— START OF Text segment —
In order to discuss the consequences of identity on cross-racial organizing among African Americans and Latinas/os living in Atlanta, I will first discuss the different ways that my African American respondents constructed Latina identity. All respondents were asked specifically about their own racial/ethnic identity and that of others they organized with. The quotes presented in this section were primarily in response to the question: “What do you think has been the biggest obstacle to cross-racial organizing between Latina/o and African Americans?”.
Discussions of Latina identity by African American women organizers fell into two general categories. Eight of the twenty African American respondents assigned Latinas/os a White racial identity and another seven respondents made reference to the optional nature of Latina identity, meaning that Latina organizers could vacillate between White and non-White identities. Mary Waters [83] discusses a similar phenomenon that she calls “optional ethnicity”, in which Whites choose to be ethnic on selected holidays and on some state-issued forms, but not when this choice holds negative consequences. Waters argues that this is possible because the negative social consequences attached to being a White ethnic have diminished to the point at which these identities have become what Herbert Gans calls “symbolic ethnicities” [84]. The difference between the idea of optional ethnicities and what Black respondents understand Latina organizers as doing is that, for the Black respondents, the negative consequences are associated with the deemphasizing, rather than the emphasizing, of Latina identity. In particular, the negative consequences attached to being a Latina “optional” person of color are the questioning of Latinas’ commitment to the pursuit of social justice and a general distrust by African American women.
Beverly, a sixty-year-old African American organizer who was born and raised in the South, is representative of the group of women organizers who constructed Latina identity as optional. The quote presented here is taken from a lengthy discussion about the challenges she encountered organizing with Latinas/os.
— END OF Text segment —
— START OF Data supplied —
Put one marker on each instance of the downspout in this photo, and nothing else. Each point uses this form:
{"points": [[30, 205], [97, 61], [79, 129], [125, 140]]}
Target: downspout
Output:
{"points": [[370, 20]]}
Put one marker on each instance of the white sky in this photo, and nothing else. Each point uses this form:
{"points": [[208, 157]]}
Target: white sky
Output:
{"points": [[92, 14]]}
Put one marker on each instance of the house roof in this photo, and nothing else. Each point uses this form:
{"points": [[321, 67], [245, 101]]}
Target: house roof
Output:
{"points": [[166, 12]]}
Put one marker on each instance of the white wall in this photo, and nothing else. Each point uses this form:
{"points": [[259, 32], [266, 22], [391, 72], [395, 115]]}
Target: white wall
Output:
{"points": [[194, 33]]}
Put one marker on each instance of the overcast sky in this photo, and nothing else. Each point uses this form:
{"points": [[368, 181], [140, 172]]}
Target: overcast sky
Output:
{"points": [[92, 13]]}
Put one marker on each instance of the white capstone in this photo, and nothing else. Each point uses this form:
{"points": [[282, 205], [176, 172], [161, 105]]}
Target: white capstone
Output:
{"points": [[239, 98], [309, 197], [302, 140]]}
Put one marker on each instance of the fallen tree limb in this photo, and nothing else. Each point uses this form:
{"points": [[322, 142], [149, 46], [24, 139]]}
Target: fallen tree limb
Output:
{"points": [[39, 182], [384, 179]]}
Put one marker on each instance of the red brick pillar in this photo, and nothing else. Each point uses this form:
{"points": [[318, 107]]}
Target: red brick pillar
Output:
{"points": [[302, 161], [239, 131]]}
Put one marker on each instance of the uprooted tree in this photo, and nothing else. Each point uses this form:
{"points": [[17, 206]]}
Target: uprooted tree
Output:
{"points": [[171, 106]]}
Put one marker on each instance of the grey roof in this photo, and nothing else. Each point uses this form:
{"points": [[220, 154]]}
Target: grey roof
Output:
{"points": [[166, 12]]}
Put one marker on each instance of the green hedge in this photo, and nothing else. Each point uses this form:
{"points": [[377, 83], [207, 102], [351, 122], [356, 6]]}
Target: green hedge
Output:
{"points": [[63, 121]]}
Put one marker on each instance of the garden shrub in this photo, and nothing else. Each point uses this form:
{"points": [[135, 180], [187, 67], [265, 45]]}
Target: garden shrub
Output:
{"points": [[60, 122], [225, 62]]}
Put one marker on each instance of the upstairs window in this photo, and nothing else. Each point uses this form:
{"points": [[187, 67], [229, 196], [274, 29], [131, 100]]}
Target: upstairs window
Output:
— END OF Data supplied —
■ **Goal 1**: From the excerpt on cross-racial organizing in Atlanta, list every person it mentions by name.
■ **Goal 2**: Decide whether each statement agrees with the excerpt on cross-racial organizing in Atlanta, answering yes or no and quoting the words that settle it: (a) Eight of the twenty African American respondents gave Latinas/os a White racial identity. (b) Beverly grew up outside the South. (c) Herbert Gans is the one who calls the phenomenon "optional ethnicity".
■ **Goal 3**: Continue the excerpt on cross-racial organizing in Atlanta from the point where it stops.

■ **Response 1**: Mary Waters, Herbert Gans, Beverly

■ **Response 2**:
(a) Yes: "Eight of the twenty African American respondents assigned Latinas/os a White racial identity"
(b) No: "born and raised in the South"
(c) No: "Mary Waters [83] discusses a similar phenomenon that she calls “optional ethnicity”"

■ **Response 3**:
I didn’t feel like we were on the same page. I thought there was a lot of class distinctions that were much more pronounced among the Latinos than there were among African Americans … I think African Americans identified more as African Americans and less by class … The other thing that I think women have—and this doesn’t get talked about a lot, maybe in small groups—is the whole issue of … often, if you’re a Black woman, you’re a Black woman, wherever you are, wherever you go, and I think that Black women see not just Latino women but Latino women and other women of color as being able to choose when they identify and when they don’t, and that’s a big issue.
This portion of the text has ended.